Stop after the line with "Mark one point on every instance of the red". Up to that point, output every line of the listing below exactly from the first one onward, skipping pictures.

======== DATA FOR ANALYSIS

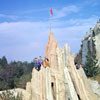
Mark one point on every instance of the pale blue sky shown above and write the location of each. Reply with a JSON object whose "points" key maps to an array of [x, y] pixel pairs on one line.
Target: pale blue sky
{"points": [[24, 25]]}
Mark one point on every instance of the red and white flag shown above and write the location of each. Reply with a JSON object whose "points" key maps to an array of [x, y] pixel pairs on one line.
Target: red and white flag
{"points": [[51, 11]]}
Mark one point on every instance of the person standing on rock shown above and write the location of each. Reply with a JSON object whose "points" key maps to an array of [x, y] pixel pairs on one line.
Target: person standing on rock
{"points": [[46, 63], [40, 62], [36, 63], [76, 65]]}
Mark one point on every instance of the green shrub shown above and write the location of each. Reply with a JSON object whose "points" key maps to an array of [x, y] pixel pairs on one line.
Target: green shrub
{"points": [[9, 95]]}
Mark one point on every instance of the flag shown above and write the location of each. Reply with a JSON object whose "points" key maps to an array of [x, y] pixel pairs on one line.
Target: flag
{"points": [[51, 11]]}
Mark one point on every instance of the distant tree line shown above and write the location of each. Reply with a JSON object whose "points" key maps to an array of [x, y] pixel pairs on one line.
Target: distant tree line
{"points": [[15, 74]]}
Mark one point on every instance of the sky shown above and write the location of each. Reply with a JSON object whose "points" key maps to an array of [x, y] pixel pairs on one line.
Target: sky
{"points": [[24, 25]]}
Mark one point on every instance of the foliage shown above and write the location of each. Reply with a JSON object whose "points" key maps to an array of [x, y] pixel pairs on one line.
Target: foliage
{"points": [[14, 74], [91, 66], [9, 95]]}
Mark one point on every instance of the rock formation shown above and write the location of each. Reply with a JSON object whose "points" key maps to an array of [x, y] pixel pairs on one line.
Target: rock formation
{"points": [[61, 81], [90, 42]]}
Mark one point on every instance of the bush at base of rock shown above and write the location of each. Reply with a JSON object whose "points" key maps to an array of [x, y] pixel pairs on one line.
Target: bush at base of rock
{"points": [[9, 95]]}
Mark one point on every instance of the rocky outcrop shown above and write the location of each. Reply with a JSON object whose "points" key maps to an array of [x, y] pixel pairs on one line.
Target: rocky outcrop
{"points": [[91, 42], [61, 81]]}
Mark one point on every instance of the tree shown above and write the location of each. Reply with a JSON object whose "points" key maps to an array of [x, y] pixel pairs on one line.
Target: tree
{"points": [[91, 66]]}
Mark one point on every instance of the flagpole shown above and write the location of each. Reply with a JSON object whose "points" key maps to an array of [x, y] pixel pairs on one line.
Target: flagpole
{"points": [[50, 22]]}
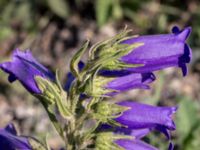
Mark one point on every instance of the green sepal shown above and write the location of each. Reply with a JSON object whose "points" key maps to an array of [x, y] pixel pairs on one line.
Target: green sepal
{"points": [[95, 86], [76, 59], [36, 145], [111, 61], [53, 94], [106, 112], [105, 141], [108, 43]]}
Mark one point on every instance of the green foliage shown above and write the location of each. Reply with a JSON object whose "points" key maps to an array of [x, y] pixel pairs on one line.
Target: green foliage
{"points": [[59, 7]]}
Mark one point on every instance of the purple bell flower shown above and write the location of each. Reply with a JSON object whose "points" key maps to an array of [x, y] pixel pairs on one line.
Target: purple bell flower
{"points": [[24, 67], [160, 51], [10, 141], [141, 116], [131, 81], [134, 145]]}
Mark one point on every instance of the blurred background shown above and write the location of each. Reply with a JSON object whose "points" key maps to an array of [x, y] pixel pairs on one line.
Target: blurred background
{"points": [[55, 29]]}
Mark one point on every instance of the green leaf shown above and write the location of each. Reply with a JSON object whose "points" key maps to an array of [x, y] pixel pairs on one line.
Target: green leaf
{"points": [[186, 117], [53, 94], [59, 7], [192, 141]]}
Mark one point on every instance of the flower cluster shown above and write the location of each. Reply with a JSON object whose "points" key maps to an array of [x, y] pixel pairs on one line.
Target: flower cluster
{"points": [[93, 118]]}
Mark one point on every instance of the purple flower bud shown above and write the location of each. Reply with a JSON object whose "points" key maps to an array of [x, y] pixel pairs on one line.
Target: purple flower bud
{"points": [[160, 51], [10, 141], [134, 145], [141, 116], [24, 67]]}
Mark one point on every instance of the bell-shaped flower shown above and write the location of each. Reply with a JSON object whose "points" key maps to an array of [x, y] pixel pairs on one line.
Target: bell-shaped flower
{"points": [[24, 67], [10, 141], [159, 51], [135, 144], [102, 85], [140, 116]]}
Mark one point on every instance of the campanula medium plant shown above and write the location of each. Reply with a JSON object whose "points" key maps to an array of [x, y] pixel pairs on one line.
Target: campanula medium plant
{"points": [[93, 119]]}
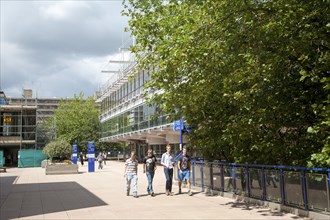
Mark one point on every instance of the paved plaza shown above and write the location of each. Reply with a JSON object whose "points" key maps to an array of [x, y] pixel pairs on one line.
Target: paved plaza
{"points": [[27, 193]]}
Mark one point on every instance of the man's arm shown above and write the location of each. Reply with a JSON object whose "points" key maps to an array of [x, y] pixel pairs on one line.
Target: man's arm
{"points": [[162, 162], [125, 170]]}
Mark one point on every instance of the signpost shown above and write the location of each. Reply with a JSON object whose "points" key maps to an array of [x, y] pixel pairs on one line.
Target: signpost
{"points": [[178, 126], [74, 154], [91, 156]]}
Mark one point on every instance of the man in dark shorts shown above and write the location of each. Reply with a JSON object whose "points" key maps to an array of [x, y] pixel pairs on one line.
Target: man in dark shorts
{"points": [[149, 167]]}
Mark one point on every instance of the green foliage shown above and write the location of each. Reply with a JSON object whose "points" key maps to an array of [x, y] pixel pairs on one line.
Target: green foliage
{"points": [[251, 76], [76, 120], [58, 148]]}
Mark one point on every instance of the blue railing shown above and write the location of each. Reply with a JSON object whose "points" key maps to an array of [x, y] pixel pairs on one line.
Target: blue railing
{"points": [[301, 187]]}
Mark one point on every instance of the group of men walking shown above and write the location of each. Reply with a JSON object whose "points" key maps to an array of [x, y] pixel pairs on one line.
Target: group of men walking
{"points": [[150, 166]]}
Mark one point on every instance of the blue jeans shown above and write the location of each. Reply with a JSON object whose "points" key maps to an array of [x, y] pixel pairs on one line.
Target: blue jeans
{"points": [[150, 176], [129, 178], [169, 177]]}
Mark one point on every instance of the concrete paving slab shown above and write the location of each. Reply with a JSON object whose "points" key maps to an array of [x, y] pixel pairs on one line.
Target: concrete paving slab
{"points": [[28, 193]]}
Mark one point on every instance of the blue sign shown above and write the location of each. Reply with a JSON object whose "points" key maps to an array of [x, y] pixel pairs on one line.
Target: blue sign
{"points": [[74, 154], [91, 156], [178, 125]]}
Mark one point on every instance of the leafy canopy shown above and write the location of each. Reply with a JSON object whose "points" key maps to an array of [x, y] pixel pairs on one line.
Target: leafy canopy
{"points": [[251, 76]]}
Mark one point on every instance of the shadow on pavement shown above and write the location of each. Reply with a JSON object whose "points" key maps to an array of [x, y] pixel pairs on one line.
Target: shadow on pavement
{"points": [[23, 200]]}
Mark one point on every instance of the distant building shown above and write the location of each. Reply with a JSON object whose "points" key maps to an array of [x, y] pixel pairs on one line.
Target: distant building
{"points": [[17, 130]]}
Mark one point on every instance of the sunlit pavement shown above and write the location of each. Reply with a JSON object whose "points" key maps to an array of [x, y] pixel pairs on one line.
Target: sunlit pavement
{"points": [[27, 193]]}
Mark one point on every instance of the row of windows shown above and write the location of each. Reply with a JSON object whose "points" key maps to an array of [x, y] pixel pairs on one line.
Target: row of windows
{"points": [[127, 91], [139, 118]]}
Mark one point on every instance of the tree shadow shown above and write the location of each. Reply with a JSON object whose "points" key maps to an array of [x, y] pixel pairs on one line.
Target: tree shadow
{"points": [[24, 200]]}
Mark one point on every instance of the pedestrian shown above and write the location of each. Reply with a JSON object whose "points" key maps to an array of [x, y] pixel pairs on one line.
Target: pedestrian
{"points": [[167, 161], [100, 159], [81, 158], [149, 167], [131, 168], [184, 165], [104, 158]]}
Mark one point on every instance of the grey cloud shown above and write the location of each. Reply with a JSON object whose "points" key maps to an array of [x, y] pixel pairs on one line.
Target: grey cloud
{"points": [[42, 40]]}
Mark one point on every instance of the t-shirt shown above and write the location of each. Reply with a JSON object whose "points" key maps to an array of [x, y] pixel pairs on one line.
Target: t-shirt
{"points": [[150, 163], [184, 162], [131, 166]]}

================

● ANSWER TO THIS TASK:
Mark one point on every instance of the pale blue sky shown above and write the location of each. Reply with a JSON object whose "points" key maps to an array of [x, y] pixel pairs on one line.
Target: pale blue sky
{"points": [[24, 25]]}
Mark one point on every instance of the red and white flag shown above and write the location of each. Reply with a JSON object whose "points" key maps to an array of [x, y] pixel pairs on one line.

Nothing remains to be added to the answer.